Continue the forum thread about dog food brands and ingredients from the point where it stops.

» **Extract**

=======

Antonio, I feed California Natural sometimes and it is one half rice and one half meat. The difference is it is good quaility grain and it is a proven quality company that isn't trying to pull something over on us.


----------



## Antonio1 (Apr 22, 2010)

Hi Jess, I fed California Natural once, good feed for the price, but unfortunately the protein and fat content was wayyy low for my Dobie, he would burn off 5cups a day of that feed like it was liquid smoke, and unfortunately the Natural Balance doesn't seem to hold him as it did once before. I think I'm going to use a local manufacturer here and get this feed he's been advertising for German Breeds.


----------



## Antonio1 (Apr 22, 2010)

I was out reading on Bil-Jac website, and they advertise 20lbs of fresh chicken used in a 30lb bag of dog food. And proudly insenuate this as the highest being used in the pet food industy. If they are such a crap company how come no other premium companies are challenging them on this advertising niche`. I'm curious to know.


----------



## GermanSheperdlover (Nov 15, 2009)

Antonio thats impossible it would ever hold together. Look whats in it

1.Chicken.. Great
2.Chicken By-Products = you know by-products is crap
3.Corn - and I know you know this is bad
4.Chicken By-Product Meal = again I am sure you know
5.Dried Beet Pulp = UGH

Look these websites are just used car salesman trying to sell thier products. If you don't think so go to Abady and read their crap. They say their food heals hip-dysplasia and bloat. I just hate that company for making that statement.


----------



## Antonio1 (Apr 22, 2010)

=======

» **Excerpted records**
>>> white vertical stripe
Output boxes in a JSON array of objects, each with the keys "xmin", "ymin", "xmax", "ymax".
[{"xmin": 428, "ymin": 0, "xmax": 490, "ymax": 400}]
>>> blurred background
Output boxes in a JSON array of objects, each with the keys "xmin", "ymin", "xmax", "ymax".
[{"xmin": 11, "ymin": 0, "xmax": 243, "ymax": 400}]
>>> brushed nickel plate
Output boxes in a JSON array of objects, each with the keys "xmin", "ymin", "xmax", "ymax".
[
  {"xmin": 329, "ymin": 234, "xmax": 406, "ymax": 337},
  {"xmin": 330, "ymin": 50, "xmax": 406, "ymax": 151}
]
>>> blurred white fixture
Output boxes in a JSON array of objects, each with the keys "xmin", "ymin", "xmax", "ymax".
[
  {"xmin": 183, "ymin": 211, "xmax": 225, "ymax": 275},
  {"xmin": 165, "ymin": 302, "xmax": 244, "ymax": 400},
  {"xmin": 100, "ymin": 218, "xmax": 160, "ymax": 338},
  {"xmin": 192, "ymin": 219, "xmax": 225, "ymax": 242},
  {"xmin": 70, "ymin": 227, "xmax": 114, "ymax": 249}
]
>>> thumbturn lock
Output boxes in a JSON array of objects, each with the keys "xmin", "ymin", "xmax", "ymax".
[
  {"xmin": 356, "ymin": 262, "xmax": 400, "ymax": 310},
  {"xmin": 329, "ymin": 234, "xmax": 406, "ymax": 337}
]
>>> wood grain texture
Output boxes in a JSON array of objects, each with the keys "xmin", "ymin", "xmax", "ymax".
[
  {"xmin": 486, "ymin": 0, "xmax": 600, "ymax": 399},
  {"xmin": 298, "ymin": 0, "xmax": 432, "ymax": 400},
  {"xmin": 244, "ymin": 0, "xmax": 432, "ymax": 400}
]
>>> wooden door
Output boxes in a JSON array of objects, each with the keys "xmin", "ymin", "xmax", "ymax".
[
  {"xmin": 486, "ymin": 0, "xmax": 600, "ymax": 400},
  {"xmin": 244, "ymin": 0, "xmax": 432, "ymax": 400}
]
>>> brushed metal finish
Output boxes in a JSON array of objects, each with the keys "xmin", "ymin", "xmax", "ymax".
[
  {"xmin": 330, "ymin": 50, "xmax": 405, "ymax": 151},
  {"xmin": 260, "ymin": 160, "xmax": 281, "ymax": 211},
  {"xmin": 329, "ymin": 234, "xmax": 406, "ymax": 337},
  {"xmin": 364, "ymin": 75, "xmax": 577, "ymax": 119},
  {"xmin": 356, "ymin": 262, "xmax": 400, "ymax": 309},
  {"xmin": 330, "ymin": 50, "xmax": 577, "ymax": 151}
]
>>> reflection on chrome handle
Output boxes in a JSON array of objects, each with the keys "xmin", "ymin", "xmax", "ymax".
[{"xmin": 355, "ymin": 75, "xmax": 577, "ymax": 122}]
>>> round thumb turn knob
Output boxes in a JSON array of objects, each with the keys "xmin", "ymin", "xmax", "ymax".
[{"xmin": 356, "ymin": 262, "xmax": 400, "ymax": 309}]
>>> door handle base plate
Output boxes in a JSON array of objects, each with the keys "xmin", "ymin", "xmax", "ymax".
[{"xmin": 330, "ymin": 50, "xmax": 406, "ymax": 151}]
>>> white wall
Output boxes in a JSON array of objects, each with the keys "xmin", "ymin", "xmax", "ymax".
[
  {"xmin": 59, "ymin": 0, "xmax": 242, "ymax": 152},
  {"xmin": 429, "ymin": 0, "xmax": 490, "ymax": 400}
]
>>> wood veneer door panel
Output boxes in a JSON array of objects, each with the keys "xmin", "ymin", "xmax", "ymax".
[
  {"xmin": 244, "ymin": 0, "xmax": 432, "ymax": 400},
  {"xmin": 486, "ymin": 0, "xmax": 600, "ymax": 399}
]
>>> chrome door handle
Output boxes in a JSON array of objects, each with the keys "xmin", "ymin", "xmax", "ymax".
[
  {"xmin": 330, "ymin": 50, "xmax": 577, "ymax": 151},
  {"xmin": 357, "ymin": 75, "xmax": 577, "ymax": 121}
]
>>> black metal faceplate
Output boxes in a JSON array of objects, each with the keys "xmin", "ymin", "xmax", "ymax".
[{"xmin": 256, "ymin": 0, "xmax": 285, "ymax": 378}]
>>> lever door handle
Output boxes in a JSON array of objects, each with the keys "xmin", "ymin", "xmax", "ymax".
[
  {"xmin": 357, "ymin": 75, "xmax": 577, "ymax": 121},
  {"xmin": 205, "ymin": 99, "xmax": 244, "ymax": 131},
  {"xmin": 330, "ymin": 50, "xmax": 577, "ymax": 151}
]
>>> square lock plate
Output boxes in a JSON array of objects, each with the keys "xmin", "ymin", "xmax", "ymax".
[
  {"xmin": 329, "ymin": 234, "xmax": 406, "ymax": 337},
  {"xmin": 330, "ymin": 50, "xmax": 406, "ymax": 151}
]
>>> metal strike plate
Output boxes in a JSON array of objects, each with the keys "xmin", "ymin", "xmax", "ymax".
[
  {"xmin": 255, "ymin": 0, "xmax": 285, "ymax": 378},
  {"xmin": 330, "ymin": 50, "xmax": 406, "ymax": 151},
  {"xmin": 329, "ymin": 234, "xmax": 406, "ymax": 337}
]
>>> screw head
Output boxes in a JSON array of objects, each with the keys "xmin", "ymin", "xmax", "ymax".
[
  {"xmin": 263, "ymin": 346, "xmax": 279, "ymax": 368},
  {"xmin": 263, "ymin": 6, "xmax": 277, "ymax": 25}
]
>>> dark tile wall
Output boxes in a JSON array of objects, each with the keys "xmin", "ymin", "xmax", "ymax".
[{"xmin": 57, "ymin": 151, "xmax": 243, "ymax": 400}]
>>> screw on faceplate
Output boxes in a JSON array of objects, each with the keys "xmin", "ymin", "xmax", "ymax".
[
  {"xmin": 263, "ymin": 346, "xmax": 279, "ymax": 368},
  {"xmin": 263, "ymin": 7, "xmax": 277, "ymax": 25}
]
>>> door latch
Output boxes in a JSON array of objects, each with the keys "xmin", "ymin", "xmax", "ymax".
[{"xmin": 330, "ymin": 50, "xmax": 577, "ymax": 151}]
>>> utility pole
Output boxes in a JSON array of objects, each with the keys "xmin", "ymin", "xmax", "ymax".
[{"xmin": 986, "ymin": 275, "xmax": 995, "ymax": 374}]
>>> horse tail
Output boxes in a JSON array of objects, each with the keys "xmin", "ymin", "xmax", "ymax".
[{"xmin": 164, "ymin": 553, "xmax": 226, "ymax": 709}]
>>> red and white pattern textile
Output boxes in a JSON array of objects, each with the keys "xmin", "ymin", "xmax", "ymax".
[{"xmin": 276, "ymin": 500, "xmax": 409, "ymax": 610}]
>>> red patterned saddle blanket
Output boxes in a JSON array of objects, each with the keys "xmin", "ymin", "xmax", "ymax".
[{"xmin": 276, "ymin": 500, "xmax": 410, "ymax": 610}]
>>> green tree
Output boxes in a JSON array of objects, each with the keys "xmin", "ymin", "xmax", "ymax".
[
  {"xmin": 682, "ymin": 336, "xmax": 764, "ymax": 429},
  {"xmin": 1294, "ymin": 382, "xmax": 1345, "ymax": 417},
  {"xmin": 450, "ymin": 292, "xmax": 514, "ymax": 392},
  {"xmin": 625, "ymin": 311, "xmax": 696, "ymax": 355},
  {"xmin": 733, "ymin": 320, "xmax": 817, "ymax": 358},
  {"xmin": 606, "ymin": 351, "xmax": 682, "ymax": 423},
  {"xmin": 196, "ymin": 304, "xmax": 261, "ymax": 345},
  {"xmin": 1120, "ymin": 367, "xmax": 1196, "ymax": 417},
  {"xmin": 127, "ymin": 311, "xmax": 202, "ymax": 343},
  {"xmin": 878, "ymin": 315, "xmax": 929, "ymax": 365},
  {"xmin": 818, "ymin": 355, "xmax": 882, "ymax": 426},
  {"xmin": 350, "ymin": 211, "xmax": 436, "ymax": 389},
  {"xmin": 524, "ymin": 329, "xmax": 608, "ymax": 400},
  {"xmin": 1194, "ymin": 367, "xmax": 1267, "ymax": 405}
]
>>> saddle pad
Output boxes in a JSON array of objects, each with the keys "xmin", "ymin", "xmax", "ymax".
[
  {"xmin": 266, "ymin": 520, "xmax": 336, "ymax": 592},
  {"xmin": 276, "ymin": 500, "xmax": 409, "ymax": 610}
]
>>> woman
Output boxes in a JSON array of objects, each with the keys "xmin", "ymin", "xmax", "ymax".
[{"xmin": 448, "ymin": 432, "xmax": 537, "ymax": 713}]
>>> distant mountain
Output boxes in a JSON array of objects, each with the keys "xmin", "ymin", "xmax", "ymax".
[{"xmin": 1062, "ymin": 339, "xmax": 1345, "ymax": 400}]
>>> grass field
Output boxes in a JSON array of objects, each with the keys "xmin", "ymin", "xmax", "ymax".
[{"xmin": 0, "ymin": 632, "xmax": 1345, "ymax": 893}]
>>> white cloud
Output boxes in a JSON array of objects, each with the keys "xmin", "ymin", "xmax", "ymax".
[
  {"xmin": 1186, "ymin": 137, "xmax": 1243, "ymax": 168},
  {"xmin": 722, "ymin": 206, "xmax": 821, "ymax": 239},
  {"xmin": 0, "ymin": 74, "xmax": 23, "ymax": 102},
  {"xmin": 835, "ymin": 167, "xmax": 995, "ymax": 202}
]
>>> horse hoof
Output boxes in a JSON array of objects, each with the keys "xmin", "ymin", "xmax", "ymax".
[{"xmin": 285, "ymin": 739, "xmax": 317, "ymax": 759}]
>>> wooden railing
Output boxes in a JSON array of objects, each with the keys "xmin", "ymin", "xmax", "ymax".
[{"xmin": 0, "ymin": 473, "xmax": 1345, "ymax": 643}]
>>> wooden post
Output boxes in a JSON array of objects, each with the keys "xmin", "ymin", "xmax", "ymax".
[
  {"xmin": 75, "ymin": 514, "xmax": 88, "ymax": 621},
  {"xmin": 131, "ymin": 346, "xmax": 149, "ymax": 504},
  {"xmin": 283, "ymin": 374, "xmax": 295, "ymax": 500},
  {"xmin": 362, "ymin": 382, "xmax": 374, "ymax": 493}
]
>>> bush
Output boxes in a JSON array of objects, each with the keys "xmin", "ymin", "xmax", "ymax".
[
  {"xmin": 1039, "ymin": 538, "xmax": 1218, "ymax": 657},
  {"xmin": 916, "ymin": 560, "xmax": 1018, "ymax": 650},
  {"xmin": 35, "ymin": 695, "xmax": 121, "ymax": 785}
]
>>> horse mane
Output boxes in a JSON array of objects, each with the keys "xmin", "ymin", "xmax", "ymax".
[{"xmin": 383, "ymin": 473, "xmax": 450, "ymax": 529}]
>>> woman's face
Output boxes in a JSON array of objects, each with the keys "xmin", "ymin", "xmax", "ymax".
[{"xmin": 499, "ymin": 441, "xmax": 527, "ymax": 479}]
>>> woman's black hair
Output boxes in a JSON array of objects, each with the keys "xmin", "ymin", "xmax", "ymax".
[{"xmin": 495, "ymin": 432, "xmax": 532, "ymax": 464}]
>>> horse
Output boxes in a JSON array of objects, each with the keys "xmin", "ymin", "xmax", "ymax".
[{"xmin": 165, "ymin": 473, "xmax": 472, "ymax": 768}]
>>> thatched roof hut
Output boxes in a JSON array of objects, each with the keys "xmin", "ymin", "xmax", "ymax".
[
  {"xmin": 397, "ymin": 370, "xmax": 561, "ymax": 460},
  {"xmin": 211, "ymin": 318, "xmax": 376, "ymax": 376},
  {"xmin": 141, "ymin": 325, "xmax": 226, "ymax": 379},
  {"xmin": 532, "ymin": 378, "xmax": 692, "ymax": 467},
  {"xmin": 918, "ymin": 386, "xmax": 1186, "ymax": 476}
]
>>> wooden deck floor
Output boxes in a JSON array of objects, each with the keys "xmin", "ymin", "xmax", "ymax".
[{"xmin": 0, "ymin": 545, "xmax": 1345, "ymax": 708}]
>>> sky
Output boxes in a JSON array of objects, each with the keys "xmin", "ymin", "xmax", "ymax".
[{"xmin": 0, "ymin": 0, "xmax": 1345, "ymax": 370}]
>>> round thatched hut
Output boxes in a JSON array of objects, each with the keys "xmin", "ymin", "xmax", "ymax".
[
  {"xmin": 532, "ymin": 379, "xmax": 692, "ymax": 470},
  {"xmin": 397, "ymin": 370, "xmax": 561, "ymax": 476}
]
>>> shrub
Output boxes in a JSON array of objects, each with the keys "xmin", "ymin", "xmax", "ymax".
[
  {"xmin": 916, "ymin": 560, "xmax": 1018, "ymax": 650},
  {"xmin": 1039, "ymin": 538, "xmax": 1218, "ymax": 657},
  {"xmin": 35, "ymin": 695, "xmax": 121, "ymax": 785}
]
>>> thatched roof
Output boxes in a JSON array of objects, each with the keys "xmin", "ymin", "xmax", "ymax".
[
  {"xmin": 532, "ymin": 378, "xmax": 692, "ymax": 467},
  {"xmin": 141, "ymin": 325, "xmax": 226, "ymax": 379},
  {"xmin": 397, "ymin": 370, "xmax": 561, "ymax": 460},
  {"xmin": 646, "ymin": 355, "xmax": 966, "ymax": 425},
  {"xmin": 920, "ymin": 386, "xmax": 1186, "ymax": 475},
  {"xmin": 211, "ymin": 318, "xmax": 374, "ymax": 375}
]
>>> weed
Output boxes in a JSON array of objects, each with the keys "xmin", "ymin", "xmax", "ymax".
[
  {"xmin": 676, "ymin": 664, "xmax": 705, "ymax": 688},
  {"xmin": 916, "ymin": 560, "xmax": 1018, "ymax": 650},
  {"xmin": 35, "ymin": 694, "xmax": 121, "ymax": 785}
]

=======

» **Response area**
LOL @ Abany says their food heals hip dyplasia and bloat. While studies have not been done, it seems overfeeding and genetics are the primary cause for both of those disorders. I know Chicken By-Products are normally not considered of the highest quality, but I was wondering since the company says on their site that it's organ meat only if that made a difference?


----------



## GermanSheperdlover (Nov 15, 2009)

Nope you are wrong, hip dyplasia is a degenerative "disease". It can not be removed or healed in any way shape or form. Keeping a dog active and thin helps to a certain degree. But if you love your dog that should be done anyway. Bloat is a stomach issue and it can come out at anytime. I don't know that much about bloat but I know you can help contain it but it is still something that can not be totally controlled. You are correct over eating can bring it to the front quicker. Heavy exercise with in a hour before or after eating can also bring it out.
Wild dogs and wolfs will not eat the stomach or the intestines of their prey. Now if they were starving they will.
Hey did you go to this site? A guy on the forums put this link up.

http://www.dogfoodproject.com/index.php?page=badingredients


----------



## GermanSheperdlover (Nov 15, 2009)

I just found this while I was searching for information about ethoxyquin. Heck ya learn something new everyday. 

Bloat. Feeding only one meal per day can cause the irritation of the esophagus by stomach acid, and appears to be associated with gastric dilitation and volvulus (canine bloat). Feeding two or more smaller meals is better.

http://www.bornfreeusa.org/facts.php?more=1&p=359


----------



## Antonio1 (Apr 22, 2010)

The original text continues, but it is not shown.